Input for this task -
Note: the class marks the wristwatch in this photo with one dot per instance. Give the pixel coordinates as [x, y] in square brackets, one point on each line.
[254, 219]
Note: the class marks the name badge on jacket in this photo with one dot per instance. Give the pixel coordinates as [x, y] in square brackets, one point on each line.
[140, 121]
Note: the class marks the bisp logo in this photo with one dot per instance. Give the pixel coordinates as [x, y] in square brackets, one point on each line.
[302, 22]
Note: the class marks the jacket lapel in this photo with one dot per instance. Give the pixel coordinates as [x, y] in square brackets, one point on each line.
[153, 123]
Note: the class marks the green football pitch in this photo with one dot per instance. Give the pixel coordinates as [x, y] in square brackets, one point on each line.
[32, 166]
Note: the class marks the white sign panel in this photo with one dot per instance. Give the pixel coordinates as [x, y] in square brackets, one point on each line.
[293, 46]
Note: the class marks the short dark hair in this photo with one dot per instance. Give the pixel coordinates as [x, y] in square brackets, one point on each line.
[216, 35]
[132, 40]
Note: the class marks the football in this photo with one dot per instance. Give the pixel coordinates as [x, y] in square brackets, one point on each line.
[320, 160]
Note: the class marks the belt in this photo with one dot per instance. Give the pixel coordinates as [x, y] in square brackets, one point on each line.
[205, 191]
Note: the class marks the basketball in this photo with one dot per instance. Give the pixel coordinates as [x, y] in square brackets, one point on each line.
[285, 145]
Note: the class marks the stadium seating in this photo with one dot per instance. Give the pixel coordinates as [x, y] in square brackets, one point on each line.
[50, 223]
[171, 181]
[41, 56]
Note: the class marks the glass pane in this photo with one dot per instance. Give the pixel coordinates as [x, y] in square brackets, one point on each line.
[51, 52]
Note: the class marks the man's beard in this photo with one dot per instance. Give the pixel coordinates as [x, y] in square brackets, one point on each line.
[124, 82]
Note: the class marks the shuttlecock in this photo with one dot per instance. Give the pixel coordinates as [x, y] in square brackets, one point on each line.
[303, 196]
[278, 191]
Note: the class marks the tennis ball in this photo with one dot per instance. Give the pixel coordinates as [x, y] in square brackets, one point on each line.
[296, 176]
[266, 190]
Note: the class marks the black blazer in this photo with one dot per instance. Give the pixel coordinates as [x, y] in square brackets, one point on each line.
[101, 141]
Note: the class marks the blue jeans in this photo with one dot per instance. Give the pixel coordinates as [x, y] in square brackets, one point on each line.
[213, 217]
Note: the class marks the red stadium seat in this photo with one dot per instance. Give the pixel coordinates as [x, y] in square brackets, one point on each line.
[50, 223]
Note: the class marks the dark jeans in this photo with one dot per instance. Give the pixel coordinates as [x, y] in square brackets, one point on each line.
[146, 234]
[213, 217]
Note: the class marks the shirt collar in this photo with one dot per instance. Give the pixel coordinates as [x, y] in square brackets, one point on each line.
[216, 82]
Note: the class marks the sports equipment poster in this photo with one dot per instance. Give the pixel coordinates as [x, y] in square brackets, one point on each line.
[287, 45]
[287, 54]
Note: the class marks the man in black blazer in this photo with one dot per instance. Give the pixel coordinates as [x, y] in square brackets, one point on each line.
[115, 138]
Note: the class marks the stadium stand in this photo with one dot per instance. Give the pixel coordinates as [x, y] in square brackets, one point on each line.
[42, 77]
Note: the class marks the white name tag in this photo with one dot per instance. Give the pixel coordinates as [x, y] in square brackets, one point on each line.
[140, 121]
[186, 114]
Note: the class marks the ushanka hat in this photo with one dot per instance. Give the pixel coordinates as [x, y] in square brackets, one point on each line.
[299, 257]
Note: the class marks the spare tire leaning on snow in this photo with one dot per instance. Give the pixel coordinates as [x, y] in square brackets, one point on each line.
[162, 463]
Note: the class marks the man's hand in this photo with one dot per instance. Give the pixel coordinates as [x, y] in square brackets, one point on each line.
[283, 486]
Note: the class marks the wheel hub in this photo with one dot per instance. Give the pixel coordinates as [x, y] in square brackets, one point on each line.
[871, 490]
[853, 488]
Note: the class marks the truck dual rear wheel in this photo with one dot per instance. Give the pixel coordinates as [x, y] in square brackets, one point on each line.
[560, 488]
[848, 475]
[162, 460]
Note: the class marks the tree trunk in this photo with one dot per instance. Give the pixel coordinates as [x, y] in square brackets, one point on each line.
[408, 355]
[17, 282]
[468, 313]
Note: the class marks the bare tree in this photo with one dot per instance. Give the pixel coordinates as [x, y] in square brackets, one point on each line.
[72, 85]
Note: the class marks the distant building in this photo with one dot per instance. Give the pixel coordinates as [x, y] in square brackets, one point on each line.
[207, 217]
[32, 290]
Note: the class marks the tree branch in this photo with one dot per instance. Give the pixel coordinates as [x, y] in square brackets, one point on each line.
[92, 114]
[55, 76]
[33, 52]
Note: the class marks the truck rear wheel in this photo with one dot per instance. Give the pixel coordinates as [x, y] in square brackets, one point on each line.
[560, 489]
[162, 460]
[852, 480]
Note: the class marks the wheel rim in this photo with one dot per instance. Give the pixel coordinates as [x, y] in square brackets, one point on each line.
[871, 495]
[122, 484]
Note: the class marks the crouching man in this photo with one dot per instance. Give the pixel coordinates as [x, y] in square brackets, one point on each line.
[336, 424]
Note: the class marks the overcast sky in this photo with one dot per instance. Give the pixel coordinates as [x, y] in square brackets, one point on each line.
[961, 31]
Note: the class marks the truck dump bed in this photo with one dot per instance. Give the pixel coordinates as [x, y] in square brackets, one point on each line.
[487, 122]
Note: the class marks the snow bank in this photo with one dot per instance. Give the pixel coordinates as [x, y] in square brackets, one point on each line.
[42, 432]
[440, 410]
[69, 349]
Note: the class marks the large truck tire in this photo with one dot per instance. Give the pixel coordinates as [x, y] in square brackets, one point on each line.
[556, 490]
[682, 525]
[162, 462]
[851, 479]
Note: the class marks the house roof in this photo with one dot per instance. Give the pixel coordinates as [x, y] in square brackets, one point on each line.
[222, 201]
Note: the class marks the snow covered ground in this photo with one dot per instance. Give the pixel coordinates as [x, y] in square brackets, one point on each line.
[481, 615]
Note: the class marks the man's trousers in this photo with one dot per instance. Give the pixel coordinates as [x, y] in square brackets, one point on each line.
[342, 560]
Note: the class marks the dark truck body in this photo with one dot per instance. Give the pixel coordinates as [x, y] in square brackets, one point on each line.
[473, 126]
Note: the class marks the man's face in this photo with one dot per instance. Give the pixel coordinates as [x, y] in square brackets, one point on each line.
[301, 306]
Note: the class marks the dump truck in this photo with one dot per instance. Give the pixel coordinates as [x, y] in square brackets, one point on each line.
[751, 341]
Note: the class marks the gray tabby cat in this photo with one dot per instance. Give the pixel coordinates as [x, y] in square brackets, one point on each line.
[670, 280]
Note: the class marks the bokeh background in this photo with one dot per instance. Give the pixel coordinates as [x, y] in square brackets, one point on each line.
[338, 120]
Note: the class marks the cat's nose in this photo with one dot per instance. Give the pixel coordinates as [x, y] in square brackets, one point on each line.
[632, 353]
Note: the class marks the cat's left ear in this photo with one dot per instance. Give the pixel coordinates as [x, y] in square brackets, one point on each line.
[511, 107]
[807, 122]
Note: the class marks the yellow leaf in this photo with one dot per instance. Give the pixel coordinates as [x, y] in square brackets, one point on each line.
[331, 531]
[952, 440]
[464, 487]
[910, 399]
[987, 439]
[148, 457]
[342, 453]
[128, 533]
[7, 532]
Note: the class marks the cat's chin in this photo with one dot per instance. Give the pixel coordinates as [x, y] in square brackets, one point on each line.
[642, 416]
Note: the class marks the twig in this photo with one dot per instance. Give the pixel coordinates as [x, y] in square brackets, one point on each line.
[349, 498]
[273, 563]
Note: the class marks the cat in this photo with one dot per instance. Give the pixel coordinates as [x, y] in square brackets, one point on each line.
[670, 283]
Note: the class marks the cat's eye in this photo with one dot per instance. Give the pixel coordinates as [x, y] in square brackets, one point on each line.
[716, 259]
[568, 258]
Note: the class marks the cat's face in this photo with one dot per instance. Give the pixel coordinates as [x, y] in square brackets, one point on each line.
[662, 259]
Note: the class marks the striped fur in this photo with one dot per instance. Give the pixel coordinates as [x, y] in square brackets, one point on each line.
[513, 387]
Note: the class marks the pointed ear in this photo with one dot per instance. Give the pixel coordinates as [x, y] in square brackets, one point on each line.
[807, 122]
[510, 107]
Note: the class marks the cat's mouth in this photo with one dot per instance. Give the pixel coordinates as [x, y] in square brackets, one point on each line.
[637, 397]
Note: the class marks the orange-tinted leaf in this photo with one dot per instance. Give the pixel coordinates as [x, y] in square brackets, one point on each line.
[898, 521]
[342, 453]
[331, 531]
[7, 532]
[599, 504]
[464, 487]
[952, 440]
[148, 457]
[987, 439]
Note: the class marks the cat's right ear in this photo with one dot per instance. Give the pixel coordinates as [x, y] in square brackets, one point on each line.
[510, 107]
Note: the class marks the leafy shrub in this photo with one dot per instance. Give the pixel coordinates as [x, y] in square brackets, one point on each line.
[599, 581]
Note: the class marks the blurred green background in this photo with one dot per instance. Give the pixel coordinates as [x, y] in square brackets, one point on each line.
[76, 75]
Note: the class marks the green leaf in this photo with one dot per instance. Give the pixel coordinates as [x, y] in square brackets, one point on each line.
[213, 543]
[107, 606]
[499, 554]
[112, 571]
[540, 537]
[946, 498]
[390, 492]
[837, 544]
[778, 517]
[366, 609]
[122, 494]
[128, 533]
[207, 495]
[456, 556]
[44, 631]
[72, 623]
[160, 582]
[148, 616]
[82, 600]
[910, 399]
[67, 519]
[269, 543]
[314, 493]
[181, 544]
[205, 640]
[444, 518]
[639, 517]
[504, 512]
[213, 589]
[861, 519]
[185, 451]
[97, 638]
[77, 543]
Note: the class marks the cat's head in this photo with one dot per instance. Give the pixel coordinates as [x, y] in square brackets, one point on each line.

Given request -
Count the lines of the items above that contain the word "pitch". Reply with only the number.

Solution to the problem -
1